Task to complete>
Take the line that has "the black jeep" in it and every line after it to the end of the entries, and reproduce them exactly.

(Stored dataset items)

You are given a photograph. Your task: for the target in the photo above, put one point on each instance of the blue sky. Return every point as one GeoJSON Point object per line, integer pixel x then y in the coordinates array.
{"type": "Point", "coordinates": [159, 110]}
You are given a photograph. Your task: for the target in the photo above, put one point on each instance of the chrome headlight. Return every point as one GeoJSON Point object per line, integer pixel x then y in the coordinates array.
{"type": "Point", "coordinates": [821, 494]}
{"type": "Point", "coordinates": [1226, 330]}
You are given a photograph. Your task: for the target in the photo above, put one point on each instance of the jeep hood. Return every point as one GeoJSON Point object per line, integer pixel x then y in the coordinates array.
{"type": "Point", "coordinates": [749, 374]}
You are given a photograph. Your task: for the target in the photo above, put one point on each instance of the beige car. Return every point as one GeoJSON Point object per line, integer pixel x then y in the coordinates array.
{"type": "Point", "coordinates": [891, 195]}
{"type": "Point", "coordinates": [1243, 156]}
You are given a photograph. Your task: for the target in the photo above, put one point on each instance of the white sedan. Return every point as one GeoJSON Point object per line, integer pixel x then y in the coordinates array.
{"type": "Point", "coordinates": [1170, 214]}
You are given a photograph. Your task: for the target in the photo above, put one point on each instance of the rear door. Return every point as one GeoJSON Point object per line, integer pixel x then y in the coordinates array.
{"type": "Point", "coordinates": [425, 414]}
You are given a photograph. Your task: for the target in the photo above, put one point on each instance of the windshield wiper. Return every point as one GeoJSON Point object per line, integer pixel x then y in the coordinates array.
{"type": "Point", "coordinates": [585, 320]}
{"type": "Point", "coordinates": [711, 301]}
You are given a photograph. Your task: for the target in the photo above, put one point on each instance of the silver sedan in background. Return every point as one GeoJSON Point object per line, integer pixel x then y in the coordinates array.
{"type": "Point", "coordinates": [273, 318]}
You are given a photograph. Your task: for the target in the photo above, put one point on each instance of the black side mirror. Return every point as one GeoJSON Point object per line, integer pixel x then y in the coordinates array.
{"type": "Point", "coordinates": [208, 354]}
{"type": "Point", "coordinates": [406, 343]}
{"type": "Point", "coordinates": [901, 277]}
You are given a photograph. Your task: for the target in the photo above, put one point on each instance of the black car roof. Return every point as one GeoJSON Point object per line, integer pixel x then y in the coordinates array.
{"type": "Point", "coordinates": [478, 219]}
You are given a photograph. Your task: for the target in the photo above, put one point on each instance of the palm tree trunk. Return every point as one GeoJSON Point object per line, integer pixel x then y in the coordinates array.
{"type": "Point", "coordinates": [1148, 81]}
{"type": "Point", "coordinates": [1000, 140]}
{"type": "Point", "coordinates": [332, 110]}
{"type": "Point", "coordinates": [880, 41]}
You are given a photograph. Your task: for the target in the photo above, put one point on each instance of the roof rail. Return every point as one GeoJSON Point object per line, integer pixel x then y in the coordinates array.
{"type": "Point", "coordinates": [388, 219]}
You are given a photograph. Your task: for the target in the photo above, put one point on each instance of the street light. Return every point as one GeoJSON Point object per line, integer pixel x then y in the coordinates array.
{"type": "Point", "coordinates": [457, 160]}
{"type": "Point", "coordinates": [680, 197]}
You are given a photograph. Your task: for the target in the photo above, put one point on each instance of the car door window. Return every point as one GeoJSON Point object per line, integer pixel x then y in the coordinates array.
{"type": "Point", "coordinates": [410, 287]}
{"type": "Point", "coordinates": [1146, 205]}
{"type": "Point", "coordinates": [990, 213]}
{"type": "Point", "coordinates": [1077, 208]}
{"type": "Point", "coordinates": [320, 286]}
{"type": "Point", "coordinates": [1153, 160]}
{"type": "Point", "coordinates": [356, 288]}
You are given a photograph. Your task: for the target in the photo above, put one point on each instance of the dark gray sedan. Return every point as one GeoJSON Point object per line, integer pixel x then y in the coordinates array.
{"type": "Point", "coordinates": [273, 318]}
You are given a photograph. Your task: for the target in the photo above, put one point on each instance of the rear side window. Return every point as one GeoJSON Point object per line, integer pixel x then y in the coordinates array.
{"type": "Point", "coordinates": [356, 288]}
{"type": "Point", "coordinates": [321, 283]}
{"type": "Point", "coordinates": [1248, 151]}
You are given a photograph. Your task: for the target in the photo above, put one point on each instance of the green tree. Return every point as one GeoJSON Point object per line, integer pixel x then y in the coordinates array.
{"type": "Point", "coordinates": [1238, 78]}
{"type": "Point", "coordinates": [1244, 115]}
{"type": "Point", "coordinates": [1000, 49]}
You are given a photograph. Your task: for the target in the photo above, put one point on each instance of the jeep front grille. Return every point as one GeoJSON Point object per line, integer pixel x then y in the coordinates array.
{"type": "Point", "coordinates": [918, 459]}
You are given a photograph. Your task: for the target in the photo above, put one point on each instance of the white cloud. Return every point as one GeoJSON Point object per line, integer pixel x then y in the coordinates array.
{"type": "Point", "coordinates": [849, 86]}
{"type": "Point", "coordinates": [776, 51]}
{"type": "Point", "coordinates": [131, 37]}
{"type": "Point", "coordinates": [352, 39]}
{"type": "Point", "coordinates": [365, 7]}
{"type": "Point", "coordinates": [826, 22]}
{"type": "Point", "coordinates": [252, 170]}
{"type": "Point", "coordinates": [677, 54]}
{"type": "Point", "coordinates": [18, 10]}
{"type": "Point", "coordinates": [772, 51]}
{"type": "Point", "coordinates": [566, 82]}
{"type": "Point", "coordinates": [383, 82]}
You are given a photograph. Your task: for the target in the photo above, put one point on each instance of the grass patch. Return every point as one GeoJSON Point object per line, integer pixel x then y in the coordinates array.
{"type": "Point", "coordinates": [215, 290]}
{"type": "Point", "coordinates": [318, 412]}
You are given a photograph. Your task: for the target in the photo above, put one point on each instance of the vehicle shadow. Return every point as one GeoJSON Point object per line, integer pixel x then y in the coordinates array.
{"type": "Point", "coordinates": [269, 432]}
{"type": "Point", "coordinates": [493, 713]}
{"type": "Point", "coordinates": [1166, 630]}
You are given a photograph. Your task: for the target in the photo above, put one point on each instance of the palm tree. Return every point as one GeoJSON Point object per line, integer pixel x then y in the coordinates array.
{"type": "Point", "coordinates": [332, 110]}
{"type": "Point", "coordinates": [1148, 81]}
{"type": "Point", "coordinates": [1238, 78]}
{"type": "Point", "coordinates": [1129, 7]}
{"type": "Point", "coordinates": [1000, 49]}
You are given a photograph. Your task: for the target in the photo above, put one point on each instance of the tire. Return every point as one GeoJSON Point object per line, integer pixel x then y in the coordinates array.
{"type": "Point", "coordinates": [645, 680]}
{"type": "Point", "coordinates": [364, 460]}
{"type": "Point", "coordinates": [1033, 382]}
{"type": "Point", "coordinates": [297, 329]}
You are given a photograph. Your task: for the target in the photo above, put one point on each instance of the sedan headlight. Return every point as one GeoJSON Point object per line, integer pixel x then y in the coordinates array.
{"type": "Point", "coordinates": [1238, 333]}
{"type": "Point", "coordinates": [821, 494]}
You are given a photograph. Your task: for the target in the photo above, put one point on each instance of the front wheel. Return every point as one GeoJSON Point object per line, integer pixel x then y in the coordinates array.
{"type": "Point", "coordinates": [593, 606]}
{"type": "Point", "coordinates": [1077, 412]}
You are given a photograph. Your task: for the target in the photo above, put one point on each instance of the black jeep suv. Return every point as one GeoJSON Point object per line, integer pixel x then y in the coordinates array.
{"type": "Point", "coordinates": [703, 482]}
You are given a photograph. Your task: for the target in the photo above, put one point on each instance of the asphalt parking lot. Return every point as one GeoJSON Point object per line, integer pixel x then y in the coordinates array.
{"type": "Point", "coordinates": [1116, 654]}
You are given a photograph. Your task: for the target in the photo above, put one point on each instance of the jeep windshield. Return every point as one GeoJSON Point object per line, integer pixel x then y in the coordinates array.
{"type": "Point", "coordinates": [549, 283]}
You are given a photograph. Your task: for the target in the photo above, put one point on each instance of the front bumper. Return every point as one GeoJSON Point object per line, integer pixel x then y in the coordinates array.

Task solution>
You are given a photograph. Your task: for the target in the photo above, put one point on each instance of the black jeep suv. Return every point as one GeoJSON Point object per line, integer pixel x then y in the coordinates array.
{"type": "Point", "coordinates": [703, 482]}
You are given a photograph. Your task: for the target in the photo above, put one point on each instance of the asphalt parking lot. Return every point as one GeoJSON Point object per line, integer pixel x then y in the coordinates array.
{"type": "Point", "coordinates": [1116, 654]}
You are given a photograph. Your task: for the target in the photo above, put one point on each instance of the jeep windshield. Return every point as one GeoJSON Point object per line, integer pixel x then y in the coordinates array.
{"type": "Point", "coordinates": [549, 283]}
You are given a photograph. Your task: for the target in the photo above, put one point on each instance of the front bumper. Return every point as one GeoJSON Point object per line, integer pixel x then y in the coordinates array.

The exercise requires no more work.